* [Given problem A]
Answer these questions using the text on the head-mounted display:
(i) What two sensors does the motion sensor 134 include?
(ii) What kind of game is offered as an example of the VR game?
(iii) Which hardware parts are named as able to carry out the functional blocks shown in FIG. 6?

The sound output section 126 includes speakers or earphones provided at the positions corresponding to the ears of the user when the head-mounted display 100 is worn and allows the user to listen to sound. The communication section 132 is an interface which transmits and receives data to and from the image generation device 200, and achieves the communication through use of a known wireless communication technology such as Bluetooth (registered trademark). The motion sensor 134 includes a gyro sensor and an acceleration sensor and acquires an angular velocity and acceleration of the head-mounted display 100.
The stereo camera 110 is a pair of video cameras which captures the surrounding real space within the field of view corresponding to the viewpoints of the user from left and right viewpoints as illustrated in FIG. 1. An image which is captured by the stereo camera 110 and in which the surrounding space of the user appears is hereinafter also referred to as a “camera image.” The camera image is considered as an image in which objects that are present in a line-of-sight direction of the user (typically the front direction of the user) appear. Data regarding a measurement value obtained by the motion sensor 134 and the captured image (camera image) obtained by the stereo camera 110 is transmitted to the image generation device 200 via the communication section 132 according to necessity.
In the image display system according to the present embodiment, there is set a play area defining a range of the real world in which the user wearing the head-mounted display 100 can move during the play of the application. The play area is considered as an area or a range which is a part of the surrounding space of the user (a space of the real world extending around the user) and in which the user is allowed to move around while the user is viewing an image of a virtual reality (hereinafter also referred to as a “VR image”). In a case in which the user is departing or has departed from the play area during the play of the application, the image display system provides, to the user, warning having such a content that paying attention is prompted or such a content that returning to the play area is prompted.
It is assumed that the application described above is a game application which causes the VR image to be displayed on the head-mounted display 100 and is hereinafter also referred to as a “VR game.” For example, the VR game may be a tennis game which causes a VR image indicating a tennis court of the virtual world to be displayed and changes a position of a character on the tennis court in the virtual world according to a movement (such as walking) of the user in the real world.
In the present embodiment, the image generation device 200 automatically detects the play area in which the user wearing the head-mounted display 100 can move during the play of the application. At this time, the image generation device 200 identifies a position and a shape of each of surrounding objects in the real space captured by the stereo camera 110 of the head-mounted display 100, thereby determining the range in which the user can move without colliding with these objects. The image generation device 200 may further receive an operation performed by the user for editing the automatically detected play area and may change a shape of the play area according to this operation. As a result, the user can efficiently set the play area in any shape.
FIG. 6 is a block diagram for illustrating functional blocks of the image generation device. As described above, the image generation device 200 executes the general information processing such as the progress of the VR game and the communication with the server, and functional blocks relating to the setting of the play area are particularly illustrated in detail in FIG. 6. Note that at least some of the functions of the image generation device 200 illustrated in FIG. 6 may be implemented in a server connected to the image generation device 200 via the network.
Moreover, the plurality of functional blocks illustrated in FIG. 6 can be implemented by, in terms of hardware, a configuration of the CPU 222, the GPU 224, the main memory 226, the storage section 234, and the like illustrated in FIG. 4 and can be implemented by, in terms of software, a computer program implementing functions of the plurality of functional blocks. Thus, it will be understood by a person skilled in the art that these functional blocks can be implemented in various forms such as only the hardware, only the software, or combination thereof, and hence, the implementation is not limited to any one of these forms.

[Part of a data file]
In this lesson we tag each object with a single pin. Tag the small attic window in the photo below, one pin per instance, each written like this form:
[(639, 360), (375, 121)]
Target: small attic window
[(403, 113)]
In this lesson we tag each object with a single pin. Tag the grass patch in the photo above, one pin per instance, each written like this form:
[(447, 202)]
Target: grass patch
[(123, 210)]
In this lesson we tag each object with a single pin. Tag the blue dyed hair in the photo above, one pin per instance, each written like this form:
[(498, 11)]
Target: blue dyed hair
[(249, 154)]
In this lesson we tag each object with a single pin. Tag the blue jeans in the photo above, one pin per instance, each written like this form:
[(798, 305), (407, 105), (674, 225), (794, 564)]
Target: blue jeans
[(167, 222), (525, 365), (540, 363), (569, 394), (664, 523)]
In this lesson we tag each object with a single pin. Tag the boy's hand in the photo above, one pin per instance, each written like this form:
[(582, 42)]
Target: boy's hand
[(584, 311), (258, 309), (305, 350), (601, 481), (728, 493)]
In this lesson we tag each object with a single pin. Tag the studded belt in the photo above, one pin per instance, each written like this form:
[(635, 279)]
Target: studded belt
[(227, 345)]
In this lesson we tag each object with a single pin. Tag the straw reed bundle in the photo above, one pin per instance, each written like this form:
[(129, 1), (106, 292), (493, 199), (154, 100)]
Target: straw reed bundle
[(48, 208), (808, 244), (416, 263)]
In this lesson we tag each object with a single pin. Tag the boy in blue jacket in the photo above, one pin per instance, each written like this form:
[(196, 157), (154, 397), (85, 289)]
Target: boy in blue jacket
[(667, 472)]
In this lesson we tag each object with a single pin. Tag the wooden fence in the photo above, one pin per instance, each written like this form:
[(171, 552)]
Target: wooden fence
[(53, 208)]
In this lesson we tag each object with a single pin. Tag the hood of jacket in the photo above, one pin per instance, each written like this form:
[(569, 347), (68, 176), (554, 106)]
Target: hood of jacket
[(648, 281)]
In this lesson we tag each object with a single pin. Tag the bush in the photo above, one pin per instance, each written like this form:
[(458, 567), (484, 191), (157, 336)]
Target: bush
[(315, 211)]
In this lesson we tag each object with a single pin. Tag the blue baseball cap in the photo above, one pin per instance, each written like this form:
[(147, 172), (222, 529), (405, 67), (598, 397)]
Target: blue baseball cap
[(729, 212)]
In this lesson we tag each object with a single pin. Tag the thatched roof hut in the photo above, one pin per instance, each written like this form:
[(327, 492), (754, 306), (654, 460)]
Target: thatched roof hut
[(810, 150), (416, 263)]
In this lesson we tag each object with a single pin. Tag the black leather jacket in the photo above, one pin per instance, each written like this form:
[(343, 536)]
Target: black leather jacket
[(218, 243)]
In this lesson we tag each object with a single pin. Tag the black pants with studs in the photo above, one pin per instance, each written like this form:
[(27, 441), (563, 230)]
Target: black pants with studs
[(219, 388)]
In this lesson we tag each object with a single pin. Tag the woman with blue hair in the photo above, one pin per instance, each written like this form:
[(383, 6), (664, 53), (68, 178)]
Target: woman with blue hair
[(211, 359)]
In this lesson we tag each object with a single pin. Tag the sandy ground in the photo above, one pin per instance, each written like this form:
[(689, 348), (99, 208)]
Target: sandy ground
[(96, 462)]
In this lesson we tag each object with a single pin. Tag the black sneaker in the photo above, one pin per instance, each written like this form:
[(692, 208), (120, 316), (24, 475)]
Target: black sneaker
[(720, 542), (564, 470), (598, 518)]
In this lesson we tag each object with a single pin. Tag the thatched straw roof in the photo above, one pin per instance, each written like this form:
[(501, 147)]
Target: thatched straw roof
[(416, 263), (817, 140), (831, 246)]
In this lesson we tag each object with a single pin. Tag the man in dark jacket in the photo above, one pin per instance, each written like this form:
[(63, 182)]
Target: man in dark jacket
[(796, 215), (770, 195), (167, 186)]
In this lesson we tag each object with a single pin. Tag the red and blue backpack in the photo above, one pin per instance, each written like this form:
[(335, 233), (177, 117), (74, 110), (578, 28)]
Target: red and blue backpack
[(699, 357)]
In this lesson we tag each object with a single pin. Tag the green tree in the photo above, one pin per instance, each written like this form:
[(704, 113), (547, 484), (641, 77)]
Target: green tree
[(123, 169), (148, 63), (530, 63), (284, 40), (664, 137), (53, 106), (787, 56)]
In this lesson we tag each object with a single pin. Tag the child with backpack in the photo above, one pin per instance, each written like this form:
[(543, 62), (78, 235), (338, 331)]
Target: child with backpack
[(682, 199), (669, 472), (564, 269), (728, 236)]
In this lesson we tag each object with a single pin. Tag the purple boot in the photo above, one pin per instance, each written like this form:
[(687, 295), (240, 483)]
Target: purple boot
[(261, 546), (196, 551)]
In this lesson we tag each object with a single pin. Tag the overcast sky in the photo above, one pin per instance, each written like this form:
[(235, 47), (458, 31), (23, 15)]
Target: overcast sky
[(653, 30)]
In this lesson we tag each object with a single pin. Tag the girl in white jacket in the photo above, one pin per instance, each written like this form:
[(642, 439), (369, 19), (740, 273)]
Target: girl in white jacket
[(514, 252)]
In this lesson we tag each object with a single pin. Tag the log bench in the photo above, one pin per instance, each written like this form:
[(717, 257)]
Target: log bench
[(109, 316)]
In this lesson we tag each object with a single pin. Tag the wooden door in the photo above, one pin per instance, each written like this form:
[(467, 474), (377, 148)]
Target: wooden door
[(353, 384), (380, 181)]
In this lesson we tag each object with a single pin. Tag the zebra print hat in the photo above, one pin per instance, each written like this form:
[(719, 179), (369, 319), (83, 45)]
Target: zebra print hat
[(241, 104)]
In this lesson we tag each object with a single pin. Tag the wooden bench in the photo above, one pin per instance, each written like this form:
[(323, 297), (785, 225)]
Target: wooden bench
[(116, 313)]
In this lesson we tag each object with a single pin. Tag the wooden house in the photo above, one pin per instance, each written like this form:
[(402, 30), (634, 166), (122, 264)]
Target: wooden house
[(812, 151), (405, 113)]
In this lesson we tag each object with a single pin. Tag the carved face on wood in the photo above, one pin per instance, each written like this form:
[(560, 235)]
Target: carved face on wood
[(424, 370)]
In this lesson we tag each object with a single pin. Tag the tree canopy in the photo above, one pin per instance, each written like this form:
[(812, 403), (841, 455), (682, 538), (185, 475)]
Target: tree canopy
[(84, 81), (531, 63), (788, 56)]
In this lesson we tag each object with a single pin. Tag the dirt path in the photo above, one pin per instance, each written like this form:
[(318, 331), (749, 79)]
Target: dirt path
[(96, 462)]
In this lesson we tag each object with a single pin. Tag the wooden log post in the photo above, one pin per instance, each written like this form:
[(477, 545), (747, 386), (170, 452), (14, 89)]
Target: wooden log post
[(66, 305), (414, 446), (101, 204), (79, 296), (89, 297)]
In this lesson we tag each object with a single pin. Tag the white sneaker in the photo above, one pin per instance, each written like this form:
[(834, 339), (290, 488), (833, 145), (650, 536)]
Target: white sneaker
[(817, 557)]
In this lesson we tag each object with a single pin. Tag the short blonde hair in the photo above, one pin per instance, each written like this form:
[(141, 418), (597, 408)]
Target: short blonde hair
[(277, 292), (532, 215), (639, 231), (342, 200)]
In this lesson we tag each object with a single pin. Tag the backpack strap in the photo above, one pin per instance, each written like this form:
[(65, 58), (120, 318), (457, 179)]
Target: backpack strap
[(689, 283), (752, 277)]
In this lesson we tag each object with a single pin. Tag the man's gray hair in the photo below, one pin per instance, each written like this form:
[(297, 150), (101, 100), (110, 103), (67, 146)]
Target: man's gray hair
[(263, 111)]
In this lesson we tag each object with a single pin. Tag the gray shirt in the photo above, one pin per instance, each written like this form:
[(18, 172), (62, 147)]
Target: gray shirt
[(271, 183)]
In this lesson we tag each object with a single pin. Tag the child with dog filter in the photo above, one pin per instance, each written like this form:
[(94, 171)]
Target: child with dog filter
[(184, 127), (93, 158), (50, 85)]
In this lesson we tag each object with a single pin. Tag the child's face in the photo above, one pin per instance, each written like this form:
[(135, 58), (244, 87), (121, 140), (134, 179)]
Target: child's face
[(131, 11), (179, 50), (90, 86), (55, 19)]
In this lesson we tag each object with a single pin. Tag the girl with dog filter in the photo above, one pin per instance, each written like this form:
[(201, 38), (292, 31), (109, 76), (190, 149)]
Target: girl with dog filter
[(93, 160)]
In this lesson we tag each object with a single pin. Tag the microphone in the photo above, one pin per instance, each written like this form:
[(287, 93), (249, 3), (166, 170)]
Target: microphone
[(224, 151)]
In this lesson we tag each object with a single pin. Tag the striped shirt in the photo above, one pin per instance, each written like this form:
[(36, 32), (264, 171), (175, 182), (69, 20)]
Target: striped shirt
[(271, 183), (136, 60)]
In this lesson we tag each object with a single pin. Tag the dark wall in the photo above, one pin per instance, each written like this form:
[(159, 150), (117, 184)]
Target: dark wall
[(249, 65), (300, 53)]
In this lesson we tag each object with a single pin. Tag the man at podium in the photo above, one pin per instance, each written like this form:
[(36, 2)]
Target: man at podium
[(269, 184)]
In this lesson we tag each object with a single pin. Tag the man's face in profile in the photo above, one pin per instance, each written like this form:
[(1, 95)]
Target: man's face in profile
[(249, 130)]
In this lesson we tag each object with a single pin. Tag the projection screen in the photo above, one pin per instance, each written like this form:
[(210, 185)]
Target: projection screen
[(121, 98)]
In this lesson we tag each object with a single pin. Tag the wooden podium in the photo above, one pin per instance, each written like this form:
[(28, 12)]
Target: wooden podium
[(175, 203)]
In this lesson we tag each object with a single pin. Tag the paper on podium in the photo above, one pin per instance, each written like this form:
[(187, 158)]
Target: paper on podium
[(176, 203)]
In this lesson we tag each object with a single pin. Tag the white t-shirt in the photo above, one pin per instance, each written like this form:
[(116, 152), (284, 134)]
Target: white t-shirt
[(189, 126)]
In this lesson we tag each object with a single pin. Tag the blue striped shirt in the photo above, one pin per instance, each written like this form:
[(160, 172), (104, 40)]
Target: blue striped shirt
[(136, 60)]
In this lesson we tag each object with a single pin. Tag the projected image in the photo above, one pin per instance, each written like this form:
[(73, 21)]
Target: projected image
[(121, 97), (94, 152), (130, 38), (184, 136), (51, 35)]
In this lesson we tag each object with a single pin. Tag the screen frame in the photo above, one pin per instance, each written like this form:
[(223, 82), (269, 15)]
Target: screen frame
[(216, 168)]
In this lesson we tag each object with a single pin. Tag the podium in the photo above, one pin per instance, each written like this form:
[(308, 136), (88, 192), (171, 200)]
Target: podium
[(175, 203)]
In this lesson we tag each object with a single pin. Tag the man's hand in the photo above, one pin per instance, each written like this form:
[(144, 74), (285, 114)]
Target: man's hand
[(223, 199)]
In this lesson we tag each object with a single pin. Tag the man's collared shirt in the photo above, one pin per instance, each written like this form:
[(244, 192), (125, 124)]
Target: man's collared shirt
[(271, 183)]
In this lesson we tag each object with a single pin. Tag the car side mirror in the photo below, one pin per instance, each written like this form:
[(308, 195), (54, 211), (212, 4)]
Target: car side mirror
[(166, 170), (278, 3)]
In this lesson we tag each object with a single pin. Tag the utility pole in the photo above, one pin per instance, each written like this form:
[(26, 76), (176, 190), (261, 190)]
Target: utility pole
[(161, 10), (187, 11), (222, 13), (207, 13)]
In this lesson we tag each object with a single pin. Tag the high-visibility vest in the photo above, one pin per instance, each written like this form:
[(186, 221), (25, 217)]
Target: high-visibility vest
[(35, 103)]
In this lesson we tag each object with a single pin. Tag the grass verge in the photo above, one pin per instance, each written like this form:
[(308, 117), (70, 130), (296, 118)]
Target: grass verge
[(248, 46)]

* [Given problem B] Rewrite the records starting at the first line and ending at the line containing "[(123, 210)]", swapping "lesson" for "exercise" and leaving everything else the same.

* [Complete answer A]
(i) A gyro sensor and an acceleration sensor.
(ii) A tennis game.
(iii) The CPU 222, the GPU 224, the main memory 226, and the storage section 234.

* [Complete answer B]
In this exercise we tag each object with a single pin. Tag the small attic window in the photo below, one pin per instance, each written like this form:
[(639, 360), (375, 121)]
Target: small attic window
[(403, 113)]
In this exercise we tag each object with a single pin. Tag the grass patch in the photo above, one pin per instance, each written like this form:
[(447, 202)]
Target: grass patch
[(123, 210)]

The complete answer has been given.